Por pouca confiança democrática que nos mereçam os recém-eleitos, Joe Biden, para a presidência e Kamala Harris, para a vice-presidência dos EUA, tudo é melhor do que a manutenção de Donald J. Trump e do seu perigoso clã à frente da Casa Branca, em Washington.

Não é líquido que tudo fique resolvido, como seria normal numa democracia, com os eleitos a governar e os derrotados a cumprir o seu papel de oposição. Tudo pode acontecer após os discursos de ódio de Trump a acicatar os seus apoiantes, incluindo os grupos armados e organizados de forma paramilitar, que logo se prontificaram a dar-lhe apoio.

Neste contexto com o afastamento do poder da família Trump e da sua corte, algo terá que mudar, para que o Trumpismo não acabe por sair vencedor na secretaria.

Não é fácil descortinar se o estado de mal-estar e fragilidade em que se encontra a democracia em todo o mundo, é motivado pela atuação de grupos como o de Trump e dos seus ideólogos, tipo Steve Bannon, ou se resultam precisamente do interior da própria democracia, sem respostas válidas às preocupações do povo, que olha para o futuro apreensivo e que vê os filhos a viver pior que os pais, perante as inconsistências da social-democracia e dos democratas liberais de direita, que parecem não acertar com o rumo a seguir, interessados apenas na manutenção do status quo, repetindo velhas práticas poeirentas.

Convém não esquecer que Steve Bannon, responsável pela campanha de Trump em 2016, foi o impulsionador da tentativa de reagrupamento da extrema-direita e dos populistas, incluindo os portugueses, que parece não ter resultado muito bem, mas que deu força a estes grupos por toda a Europa.

Um certo laxismo, falta de transparência e de firmeza, de impunidade perante fenómenos de corrupção, nas democracias ocidentais, têm permitido o crescimento larvar dos grupos populistas e de extrema-direita, que se vão alimentando dos recuos ideológicos destas e da deterioração das condições de vida das diversas camadas da população.

É esta a situação que se vive, de momento, no nosso país. Depois do descalabro do período megalómano e de corrupção em que governou José Sócrates e o PS, que provocou a sujeição aos ditames da troika, os governos PSD/CDS tentaram destruir o que restava dos serviços públicos, com profundo desinvestimento, na saúde, na escola e na segurança social, levando os trabalhadores a uma situação social profundamente deprimida, abaixo dos limiares da pobreza. No governo Passos Coelho também ocorreram episódios de corrupção a vários níveis do aparelho do Estado, quem não se lembra da compra de submarinos e carros de combate, privatizações inexplicáveis, e o mesmo nas autarquias e nos serviços, com uma aparente impunidade.

TAREFA A REALIZAR -> Transcreva o trecho do texto sobre o trumpismo que começa em "Por pouca confiança" e vai até "vencedor na secretaria.", incluindo essas palavras.

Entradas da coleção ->
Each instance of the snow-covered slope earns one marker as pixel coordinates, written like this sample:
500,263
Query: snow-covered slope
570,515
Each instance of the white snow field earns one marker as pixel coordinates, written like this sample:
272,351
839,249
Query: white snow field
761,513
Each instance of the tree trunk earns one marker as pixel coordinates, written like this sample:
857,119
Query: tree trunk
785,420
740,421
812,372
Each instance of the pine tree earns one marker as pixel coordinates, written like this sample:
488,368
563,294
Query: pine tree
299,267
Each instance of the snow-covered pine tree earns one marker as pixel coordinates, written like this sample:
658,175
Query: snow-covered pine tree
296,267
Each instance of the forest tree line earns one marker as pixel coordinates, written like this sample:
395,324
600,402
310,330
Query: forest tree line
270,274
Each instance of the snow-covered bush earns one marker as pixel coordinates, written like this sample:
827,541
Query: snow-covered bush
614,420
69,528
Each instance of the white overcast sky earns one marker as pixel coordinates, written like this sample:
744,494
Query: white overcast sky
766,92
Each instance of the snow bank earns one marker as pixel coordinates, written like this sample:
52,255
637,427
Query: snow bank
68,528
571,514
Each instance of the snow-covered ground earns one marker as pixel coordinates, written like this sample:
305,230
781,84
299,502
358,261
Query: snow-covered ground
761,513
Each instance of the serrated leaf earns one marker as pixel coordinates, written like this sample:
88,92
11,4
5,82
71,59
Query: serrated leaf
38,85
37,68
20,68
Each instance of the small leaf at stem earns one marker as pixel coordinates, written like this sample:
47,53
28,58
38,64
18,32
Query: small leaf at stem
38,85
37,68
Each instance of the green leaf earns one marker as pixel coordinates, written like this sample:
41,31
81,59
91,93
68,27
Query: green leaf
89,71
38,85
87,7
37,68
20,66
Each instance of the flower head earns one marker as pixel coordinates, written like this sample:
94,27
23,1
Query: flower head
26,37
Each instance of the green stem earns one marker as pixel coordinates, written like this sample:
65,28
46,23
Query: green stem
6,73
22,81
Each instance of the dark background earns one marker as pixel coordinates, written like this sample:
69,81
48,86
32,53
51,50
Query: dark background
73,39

RESPOSTA ESCRITA ->
Por pouca confiança democrática que nos mereçam os recém-eleitos, Joe Biden, para a presidência e Kamala Harris, para a vice-presidência dos EUA, tudo é melhor do que a manutenção de Donald J. Trump e do seu perigoso clã à frente da Casa Branca, em Washington.

Não é líquido que tudo fique resolvido, como seria normal numa democracia, com os eleitos a governar e os derrotados a cumprir o seu papel de oposição. Tudo pode acontecer após os discursos de ódio de Trump a acicatar os seus apoiantes, incluindo os grupos armados e organizados de forma paramilitar, que logo se prontificaram a dar-lhe apoio.

Neste contexto com o afastamento do poder da família Trump e da sua corte, algo terá que mudar, para que o Trumpismo não acabe por sair vencedor na secretaria.